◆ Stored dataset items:
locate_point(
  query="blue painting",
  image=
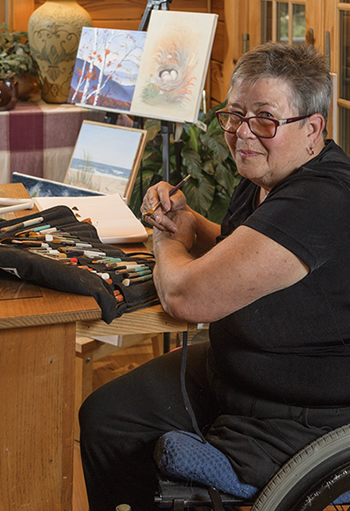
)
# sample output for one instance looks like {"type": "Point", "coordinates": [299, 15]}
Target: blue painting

◆ Set exercise: Count the lines of the records that contain the word "painting". Reply with the number only.

◆ Task output: 2